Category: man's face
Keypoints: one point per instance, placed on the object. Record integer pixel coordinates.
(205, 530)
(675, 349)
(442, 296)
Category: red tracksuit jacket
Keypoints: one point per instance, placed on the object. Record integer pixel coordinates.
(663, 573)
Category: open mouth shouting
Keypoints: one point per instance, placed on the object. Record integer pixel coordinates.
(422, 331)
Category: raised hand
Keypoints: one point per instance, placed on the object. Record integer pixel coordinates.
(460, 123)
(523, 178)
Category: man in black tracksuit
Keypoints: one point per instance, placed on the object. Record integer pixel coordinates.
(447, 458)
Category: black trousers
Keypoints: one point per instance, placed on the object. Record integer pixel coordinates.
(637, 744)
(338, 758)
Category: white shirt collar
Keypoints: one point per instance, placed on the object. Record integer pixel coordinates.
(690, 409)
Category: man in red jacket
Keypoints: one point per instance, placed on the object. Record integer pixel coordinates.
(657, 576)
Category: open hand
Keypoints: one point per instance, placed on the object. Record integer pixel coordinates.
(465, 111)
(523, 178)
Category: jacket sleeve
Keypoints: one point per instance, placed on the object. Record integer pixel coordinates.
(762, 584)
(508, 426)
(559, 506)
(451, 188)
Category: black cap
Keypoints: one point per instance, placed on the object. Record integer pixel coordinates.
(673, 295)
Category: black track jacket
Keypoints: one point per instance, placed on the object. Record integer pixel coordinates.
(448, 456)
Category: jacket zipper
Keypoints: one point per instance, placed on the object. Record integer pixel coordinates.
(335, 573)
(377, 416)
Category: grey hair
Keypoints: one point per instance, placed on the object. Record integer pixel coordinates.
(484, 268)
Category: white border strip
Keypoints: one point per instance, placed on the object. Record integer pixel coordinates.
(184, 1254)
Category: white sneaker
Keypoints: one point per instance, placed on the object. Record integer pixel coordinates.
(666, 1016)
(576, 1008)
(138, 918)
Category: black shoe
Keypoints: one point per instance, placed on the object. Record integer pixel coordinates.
####
● **Work instructions**: Keep only those lines of the records that hold "black", and return them.

● **The completed task**:
Category: man in black tracksuit
Category: black trousers
Category: black cap
Category: black track jacket
Category: black shoe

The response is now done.